Problem:
Return every entry below without altering a word.

Source data:

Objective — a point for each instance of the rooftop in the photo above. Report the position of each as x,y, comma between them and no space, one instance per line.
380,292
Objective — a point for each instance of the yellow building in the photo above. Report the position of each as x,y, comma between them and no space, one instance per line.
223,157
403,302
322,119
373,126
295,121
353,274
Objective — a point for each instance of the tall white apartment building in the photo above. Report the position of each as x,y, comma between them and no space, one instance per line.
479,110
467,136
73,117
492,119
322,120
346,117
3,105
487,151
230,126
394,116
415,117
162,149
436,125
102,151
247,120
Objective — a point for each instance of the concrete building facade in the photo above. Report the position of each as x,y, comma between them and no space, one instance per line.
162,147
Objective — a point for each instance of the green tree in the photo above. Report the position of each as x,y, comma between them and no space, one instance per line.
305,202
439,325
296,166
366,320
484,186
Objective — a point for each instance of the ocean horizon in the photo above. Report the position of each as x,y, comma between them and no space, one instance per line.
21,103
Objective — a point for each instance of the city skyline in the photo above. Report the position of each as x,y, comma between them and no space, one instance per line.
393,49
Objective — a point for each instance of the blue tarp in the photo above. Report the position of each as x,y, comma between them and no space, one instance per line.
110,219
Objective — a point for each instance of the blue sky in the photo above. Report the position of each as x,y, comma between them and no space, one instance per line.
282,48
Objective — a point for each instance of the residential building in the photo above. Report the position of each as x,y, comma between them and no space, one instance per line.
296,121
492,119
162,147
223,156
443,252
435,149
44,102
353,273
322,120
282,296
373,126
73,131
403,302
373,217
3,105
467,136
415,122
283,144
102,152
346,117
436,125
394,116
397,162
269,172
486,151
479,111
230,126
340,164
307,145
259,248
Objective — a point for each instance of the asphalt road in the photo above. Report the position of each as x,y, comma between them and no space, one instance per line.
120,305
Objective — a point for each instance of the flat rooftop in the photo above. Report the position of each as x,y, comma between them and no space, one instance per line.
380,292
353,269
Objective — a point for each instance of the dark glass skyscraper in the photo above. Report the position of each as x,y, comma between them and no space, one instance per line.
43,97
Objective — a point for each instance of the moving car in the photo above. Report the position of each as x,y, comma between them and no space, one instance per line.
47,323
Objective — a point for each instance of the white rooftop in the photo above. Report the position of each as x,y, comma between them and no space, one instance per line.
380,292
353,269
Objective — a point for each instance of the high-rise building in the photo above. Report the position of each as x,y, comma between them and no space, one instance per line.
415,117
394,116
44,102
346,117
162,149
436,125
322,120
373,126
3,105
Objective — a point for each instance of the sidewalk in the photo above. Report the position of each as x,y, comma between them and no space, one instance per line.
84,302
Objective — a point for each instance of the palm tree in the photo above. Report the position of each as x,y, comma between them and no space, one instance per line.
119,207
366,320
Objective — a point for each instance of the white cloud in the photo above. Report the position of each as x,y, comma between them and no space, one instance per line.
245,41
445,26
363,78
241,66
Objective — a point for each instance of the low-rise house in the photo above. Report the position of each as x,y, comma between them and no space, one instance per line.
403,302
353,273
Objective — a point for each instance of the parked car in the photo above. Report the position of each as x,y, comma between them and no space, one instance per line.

Answer to this exercise:
Objective — a point for each instance of the rooftop in the photo above. Report the position of each as x,y, comma between them and no space, one instance per line.
380,292
Objective — a point for each instance of the yellow building in the photo above. Report the position of each as x,y, comma between them and no space, one instance per line.
223,157
403,302
322,119
373,126
295,121
353,274
Objective — a point for each instance of the tall white apartment building in the photo above. Report the position of each as x,y, comma between them and no space, one instance per line.
479,110
467,136
73,117
492,119
322,120
346,117
3,105
487,151
230,126
394,116
415,117
162,149
436,125
102,151
247,120
Objective — a point for each instance of the concrete building facade in the photo above. Report the position of each as x,y, comma between them and no space, one instance per line.
162,147
Objective — a point for each instance of the green tree in the photo above. Report the position of each as x,y, comma between them and no space, one instance per line.
305,202
439,325
296,166
366,320
484,186
Objective — a point for each instance of the ocean horizon in the photo above. Report the position of each as x,y, comma between them and no space, one instance per line.
21,103
Objective — a point for each instance of the city skyline in the photo above. Report the position of each as x,y, comma between them and no space, one instance per line.
393,49
Objective — a point for each instance of the blue tarp in the photo above. Report the position of each as x,y, comma between them and no space, one instance per line.
110,219
Objective — a point for each instance of the blue sky in the photo above. Report the position of each as x,y, comma between them and no space, one instance per line.
282,48
Objective — a point for each instance of the residential building in the photo above. Report the position of each as x,y, comma between them and no space, one instance per line.
296,121
492,119
162,147
223,156
443,252
435,149
44,102
353,273
322,120
282,296
373,126
73,131
403,302
373,217
3,105
467,136
415,122
283,144
102,152
346,117
436,125
394,116
397,162
269,172
486,151
479,111
230,126
340,164
307,145
259,248
Objective — a point for each instance of the asphalt road in the photo above. Report the position of each as x,y, comma between them and no space, one instance per line.
120,305
Objective — a point for each instance of the flat rooftop in the photo above. Report the position of each as x,y, comma between them and no space, one instance per line.
380,292
353,269
Objective — a point for each instance of the dark glass skyscraper in the photo above. Report the position of each as x,y, comma between them and no space, one instance per line.
43,97
Objective — a point for each instance of the moving car in the photo above. Report the position of each as x,y, comma between them and no space, one instance per line.
47,323
Objective — a point for each instance of the white rooftop in the photo above. Report the position of each as x,y, comma between them and no space, one instance per line.
380,292
353,269
Objective — a point for each instance of the high-rise building in the photo above. Report the position of each as x,y, comma between them and no space, one instance per line.
415,117
394,116
44,102
346,117
162,149
436,125
322,120
373,126
3,105
Objective — a point for each instance of the sidewalk in the photo above. Report the position of each as x,y, comma between them and no space, one instance per line.
84,302
Objective — a point for each instance of the palm tree in the photo above. Report the position of each as x,y, comma between them and no space, one instance per line.
119,207
366,320
Objective — a point for each instance of the white cloud in the photo above. Report the position of each as x,y, comma between them and no space, one instance per line.
245,41
445,26
363,78
241,66
Objective — a point for each instance of the low-rise house in the photo above. Report the position of each as x,y, comma between them and no space, one instance per line.
403,302
353,273
Objective — a point for each instance of the parked car in the photo above. Report the position of each as x,y, comma between them and no space, one instance per line.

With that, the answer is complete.